• _Aim of the task_
Every line from the one containing "the white lace" to the end of the listing below should be transcribed exactly, and no line outside that span should appear.

# # # # # # #

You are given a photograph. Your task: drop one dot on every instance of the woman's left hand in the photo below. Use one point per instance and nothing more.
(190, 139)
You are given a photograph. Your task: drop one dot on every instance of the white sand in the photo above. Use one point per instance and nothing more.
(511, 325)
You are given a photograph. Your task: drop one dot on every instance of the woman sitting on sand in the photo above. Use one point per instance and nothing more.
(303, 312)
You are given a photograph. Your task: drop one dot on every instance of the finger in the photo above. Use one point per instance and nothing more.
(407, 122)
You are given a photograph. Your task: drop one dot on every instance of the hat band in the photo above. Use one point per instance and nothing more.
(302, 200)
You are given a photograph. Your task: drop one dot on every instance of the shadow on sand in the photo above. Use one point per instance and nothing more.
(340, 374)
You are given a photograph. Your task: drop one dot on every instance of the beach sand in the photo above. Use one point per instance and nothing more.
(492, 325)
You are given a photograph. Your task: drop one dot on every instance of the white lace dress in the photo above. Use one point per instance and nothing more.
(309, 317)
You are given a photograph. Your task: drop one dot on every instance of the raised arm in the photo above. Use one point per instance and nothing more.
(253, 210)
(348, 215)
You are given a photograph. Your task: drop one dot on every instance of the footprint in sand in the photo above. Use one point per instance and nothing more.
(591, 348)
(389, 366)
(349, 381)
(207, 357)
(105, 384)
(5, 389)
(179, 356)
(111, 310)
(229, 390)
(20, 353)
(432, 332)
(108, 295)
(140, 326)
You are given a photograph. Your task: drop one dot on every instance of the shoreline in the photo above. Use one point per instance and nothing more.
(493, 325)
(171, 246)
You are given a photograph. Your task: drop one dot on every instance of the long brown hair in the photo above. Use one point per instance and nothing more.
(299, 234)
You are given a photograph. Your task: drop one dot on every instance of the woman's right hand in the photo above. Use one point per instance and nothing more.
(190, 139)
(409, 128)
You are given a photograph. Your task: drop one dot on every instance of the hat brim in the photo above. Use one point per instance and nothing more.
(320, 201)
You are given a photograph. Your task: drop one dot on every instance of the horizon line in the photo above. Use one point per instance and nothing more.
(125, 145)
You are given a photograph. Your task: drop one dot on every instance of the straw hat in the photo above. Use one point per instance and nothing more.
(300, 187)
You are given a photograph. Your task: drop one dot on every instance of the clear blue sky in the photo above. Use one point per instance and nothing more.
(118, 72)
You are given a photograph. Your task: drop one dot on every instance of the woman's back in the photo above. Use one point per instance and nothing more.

# # # # # # #

• _Problem solution_
You are given a photograph. Your task: drop one dot on every instance of the white lace dress in the photo above. Use one point per instance and nothing more.
(309, 317)
You are given a photograph. Your task: drop one dot on every instance of the raised arm in the photo above. Use one point per instance and nothing more.
(253, 210)
(348, 215)
You are given a photograph. Your task: drop one dot on every instance of the footprint in sand in the photo above. Use one point per instance and nothing more.
(591, 348)
(389, 366)
(349, 381)
(207, 357)
(105, 384)
(5, 389)
(179, 356)
(111, 310)
(229, 390)
(20, 353)
(432, 332)
(108, 295)
(140, 326)
You are given a photograph. Your task: drop one dot on every instance of the shoreline in the photo above. Use one point per instance and nothing more.
(493, 325)
(171, 246)
You are given a photograph. Your task: drop one dot on every instance of the long brown hair in the photo above. Use one point per instance and nothing more.
(299, 234)
You are given a photograph. Your task: drop one dot on every instance of the woman's right hand in the photo above. Use one point per instance and nothing more.
(190, 139)
(409, 128)
You are given a photograph. Your task: drop one dot on every instance of the hat brim in the photo above. Use one point per instance and nothing more.
(320, 201)
You are given a photograph. Your task: drop one dot on every instance of the horizon line in the photo above. Use one point per instance and nothing more.
(125, 145)
You are given a photograph. Your task: drop one dot on every instance of the straw hat in the photo above. Use one point per instance and nothing more.
(300, 187)
You are given a photograph. Your task: drop one dot on every instance of the clear blue sky in the photo above. Use one point per instance and nothing more.
(118, 72)
You are given a photograph. Your task: drop one dot on every instance of the woman's back in the photo above. Use one point per instance and nothing more.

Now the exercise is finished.